START PROVIDED ENTRIES
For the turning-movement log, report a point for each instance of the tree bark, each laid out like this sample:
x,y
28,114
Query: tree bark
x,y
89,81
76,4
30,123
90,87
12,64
END PROVIDED ENTRIES
Copy the entries exactly, leaving no line out.

RESULT OF THE TASK -
For the turning-movement log, report a point for each instance of the tree bark, each laid out like this sample:
x,y
28,114
Query: tree bark
x,y
89,81
76,4
30,123
90,87
12,64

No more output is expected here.